▶ [Selected excerpt]:
Some selected software projects:
A GATE plugin for using various machine learning algorithms from withing GATE. It supports classification, regression and tagging tasks and allows the use of algorithms from LibSVM, Mallet, Weka (as external program), Scikit-Learn (external, Python), CostCLA (external, Python), Pytorch (external, Python) and Keras (external, Python)
A fast implementation of sparse float fectors based on
defaultdict(float)useful to speed up various machine learning algorithms. This is based on Liang Huang’s hvector library but works with Python 3.
A GATE plugin that brings two important properties to GATE pipelines: modularity and parametrizability. The plugin provides a new processing resource which makes it easy to include pipelines within pipelines while keeping each of the contained pipeline files separate. It also provides a new kind of controller which allows to override or set any runtime parameter or init parameter for any of the processing resources in the pipeline, or to set document features or enable or disable a PR within the pipline.
A GATE plugin which makes it easy to write Java code that gets executed in a pipeline. The Java code gets compiled on the fly and there is no need to restart GATE or reload the pipeline when the Java program is modified.
A GATE plugin which provides processing resources for very flexible matching of text using nestable Java regular expressions, and for very fast and compact use of gazetteer lists for matching either document text or text extracted from annotation features (similar to what the FlexibleGazetteer does).

▶ [Data shown]:
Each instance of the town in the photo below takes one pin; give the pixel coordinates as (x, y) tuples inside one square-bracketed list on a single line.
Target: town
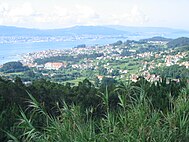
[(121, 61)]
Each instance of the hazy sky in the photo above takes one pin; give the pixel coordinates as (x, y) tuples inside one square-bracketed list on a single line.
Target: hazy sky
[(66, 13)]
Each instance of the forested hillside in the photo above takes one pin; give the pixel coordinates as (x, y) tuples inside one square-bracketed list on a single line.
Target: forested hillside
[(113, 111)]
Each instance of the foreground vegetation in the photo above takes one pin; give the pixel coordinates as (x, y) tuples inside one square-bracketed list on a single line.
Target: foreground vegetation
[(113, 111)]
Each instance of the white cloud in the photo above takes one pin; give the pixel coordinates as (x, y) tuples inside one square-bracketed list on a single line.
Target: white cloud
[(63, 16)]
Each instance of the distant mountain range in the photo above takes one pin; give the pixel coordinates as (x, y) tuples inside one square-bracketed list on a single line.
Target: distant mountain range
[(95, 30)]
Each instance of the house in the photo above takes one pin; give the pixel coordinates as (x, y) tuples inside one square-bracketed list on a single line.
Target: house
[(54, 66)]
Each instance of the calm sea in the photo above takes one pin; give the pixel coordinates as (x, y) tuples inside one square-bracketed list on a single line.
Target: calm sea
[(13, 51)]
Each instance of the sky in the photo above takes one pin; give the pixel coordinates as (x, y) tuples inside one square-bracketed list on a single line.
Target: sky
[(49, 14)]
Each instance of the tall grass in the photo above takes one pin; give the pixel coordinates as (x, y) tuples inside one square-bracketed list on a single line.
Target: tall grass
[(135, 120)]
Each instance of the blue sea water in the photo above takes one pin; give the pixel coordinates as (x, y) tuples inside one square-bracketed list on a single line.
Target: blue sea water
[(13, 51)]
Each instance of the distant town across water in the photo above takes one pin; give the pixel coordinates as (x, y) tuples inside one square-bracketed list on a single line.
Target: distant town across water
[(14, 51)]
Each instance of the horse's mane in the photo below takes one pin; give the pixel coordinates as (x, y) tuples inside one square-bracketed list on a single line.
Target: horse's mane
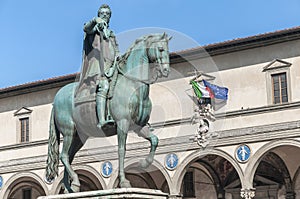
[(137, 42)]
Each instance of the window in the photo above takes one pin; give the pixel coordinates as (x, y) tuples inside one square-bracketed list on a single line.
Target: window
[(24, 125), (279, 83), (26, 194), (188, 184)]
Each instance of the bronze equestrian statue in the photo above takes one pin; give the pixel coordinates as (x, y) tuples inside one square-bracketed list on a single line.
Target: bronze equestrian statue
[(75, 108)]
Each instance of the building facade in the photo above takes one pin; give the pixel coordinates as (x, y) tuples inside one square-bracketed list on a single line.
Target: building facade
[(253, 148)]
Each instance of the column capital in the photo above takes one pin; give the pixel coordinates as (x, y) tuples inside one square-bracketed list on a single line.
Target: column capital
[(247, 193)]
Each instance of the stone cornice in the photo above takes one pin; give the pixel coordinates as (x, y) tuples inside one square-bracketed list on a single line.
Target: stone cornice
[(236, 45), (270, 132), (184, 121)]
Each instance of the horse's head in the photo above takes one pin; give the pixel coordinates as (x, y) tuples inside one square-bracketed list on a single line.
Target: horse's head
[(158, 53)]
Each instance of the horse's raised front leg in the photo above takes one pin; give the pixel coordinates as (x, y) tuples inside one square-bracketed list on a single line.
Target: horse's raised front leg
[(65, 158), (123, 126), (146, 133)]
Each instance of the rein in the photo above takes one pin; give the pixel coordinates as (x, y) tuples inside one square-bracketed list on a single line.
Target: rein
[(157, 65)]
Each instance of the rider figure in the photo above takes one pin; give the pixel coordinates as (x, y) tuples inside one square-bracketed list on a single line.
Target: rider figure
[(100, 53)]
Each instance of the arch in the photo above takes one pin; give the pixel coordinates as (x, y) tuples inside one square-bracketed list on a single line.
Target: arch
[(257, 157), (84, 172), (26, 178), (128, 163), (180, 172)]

---

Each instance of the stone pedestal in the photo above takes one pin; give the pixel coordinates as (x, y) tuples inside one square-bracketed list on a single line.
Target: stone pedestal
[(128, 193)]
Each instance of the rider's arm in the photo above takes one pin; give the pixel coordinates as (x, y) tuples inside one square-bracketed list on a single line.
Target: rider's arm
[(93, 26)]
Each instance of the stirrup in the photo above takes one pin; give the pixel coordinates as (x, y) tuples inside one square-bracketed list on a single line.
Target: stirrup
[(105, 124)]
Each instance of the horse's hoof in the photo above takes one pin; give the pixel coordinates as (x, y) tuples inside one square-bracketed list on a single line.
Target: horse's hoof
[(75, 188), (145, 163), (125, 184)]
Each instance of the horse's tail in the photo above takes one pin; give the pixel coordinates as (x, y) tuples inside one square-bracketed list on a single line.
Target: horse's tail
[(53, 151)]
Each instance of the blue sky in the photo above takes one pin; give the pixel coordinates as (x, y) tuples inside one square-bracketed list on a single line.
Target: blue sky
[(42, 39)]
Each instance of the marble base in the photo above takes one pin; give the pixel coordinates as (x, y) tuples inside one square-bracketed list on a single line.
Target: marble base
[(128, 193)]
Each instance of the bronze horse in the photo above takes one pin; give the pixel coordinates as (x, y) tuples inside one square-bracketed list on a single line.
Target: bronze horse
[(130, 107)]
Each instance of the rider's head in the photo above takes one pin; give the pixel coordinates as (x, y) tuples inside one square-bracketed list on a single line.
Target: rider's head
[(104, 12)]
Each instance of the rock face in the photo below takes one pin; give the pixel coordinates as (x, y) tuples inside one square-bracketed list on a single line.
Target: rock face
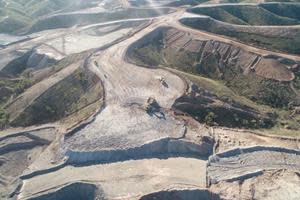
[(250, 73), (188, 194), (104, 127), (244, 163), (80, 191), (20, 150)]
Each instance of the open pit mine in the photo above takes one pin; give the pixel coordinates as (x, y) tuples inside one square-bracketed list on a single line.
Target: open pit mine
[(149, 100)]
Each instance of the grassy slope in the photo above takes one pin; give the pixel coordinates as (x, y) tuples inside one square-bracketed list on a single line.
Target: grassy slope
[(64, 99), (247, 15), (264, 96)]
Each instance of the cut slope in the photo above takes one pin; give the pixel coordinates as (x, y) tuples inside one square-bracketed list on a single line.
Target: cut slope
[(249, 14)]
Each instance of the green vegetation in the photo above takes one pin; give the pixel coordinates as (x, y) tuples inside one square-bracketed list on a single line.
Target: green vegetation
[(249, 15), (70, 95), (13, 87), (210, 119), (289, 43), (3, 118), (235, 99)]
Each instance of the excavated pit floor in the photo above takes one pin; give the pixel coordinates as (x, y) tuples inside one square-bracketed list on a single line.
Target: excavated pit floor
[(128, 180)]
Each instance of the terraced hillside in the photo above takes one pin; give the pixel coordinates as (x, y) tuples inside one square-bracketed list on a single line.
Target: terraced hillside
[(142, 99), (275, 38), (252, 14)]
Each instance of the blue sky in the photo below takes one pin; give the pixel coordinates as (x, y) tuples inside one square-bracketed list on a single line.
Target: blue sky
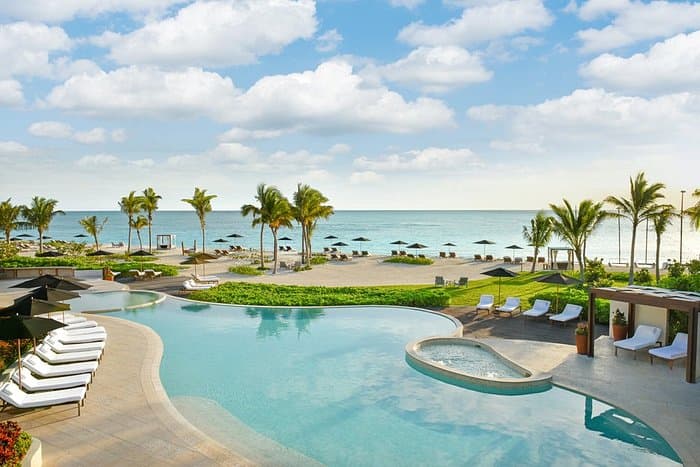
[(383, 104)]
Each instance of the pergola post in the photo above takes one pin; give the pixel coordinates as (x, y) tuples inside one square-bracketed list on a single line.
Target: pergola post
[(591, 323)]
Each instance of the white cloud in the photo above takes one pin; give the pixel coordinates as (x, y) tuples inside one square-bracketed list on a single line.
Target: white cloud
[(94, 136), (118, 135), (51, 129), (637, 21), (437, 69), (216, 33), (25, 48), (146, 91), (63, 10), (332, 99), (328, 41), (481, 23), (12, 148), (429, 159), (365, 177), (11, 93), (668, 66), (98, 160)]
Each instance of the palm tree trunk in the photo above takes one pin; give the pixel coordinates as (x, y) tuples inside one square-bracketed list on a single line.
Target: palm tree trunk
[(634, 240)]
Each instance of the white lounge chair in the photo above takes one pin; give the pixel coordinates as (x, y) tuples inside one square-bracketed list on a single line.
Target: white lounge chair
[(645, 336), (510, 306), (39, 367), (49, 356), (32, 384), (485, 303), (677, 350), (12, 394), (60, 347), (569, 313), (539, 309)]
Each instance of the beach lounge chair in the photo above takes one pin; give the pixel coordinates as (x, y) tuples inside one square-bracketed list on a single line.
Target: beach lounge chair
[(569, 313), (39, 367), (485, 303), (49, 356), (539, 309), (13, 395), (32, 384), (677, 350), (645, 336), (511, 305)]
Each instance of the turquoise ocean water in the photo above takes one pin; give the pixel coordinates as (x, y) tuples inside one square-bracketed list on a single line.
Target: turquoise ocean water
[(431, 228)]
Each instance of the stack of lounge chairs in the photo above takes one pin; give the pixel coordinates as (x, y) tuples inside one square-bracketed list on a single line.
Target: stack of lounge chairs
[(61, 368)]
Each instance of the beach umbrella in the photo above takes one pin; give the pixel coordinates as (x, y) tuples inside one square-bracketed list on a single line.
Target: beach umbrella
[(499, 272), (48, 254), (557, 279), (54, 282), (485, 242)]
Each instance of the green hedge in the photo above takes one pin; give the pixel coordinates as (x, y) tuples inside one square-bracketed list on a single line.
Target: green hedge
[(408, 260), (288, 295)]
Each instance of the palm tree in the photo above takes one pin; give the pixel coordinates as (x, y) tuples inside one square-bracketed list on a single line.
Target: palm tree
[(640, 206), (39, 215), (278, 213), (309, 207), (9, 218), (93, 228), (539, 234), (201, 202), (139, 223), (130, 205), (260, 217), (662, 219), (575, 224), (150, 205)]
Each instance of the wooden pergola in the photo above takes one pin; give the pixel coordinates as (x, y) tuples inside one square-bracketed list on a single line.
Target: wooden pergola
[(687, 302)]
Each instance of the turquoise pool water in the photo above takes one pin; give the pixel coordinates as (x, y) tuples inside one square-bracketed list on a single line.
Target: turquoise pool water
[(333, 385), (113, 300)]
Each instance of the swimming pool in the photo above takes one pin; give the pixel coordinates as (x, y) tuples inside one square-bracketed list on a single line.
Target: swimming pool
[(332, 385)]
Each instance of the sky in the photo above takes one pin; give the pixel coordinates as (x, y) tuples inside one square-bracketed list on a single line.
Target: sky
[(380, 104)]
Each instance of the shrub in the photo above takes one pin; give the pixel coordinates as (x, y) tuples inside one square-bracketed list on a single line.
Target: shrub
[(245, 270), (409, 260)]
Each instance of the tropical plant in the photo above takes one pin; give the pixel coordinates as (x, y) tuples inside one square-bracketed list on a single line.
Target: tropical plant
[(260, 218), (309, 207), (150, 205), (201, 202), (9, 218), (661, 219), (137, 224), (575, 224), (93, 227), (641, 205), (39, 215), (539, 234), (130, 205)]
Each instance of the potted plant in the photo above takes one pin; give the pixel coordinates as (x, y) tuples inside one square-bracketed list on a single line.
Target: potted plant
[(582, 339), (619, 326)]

▶ [Exercise description]: Can you summarize the list of selected software projects in three sentences?

▶ [Full response]: The list presents several software projects, most of them GATE plugins, including one that brings machine learning algorithms from LibSVM, Mallet, Weka, Scikit-Learn, and other libraries into GATE for classification, regression, and tagging. Other plugins make GATE pipelines modular and parametrizable, let Java code be compiled on the fly and run in a pipeline without restarting GATE, and support flexible text matching with nestable Java regular expressions and fast, compact gazetteer lists. The list also includes a fast implementation based on defaultdict(float) that speeds up machine learning algorithms and works with Python 3.